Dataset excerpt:
start

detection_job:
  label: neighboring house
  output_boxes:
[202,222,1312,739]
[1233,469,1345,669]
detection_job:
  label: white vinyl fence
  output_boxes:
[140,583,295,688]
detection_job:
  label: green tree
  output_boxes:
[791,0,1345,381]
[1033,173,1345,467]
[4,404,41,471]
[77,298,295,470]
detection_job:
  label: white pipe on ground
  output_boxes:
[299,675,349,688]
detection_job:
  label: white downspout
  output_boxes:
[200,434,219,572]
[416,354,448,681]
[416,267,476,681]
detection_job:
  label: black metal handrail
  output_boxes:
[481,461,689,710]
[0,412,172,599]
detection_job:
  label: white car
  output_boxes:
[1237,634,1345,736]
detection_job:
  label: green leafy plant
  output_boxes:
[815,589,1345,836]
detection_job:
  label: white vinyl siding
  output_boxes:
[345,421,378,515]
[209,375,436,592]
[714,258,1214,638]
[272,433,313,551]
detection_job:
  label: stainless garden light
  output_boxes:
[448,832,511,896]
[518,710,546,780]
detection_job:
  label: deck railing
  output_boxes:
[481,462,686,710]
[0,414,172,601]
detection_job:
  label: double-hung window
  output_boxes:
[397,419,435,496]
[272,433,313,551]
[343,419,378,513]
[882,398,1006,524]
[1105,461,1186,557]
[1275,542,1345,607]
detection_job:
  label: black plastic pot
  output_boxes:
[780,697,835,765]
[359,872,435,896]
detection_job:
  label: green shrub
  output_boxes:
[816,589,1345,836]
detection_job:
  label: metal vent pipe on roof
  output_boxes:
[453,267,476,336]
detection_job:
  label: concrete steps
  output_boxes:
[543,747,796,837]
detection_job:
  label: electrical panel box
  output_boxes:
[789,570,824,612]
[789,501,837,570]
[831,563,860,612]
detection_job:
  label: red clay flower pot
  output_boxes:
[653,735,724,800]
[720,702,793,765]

end
start

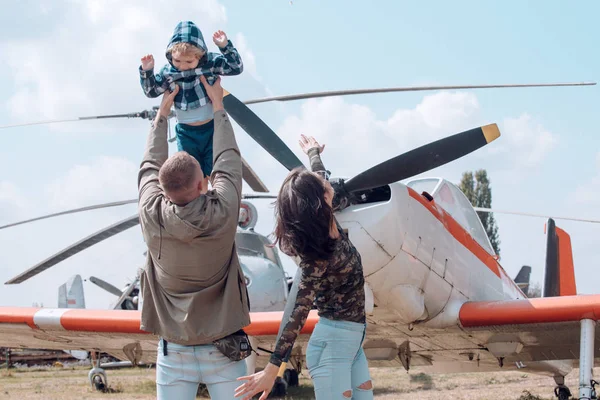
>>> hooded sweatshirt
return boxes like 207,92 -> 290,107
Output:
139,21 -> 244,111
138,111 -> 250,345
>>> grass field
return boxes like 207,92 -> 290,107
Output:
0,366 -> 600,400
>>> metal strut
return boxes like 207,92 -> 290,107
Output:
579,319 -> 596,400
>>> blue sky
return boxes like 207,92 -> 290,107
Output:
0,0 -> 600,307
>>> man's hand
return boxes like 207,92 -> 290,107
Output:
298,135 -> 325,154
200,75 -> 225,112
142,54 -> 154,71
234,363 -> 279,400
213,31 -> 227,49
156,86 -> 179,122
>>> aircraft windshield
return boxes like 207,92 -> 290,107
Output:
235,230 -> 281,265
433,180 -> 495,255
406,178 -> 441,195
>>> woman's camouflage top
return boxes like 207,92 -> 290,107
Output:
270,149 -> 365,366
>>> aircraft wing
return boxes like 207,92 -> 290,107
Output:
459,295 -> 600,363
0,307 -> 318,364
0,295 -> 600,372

end

Instructions for the task —
From the records above, pull out every line that contains the word "white", matching upper and lower case exactly.

Solution —
  label: white vinyl fence
  label: white pipe on ground
  label: white downspout
  label: white car
  label: white vinyl siding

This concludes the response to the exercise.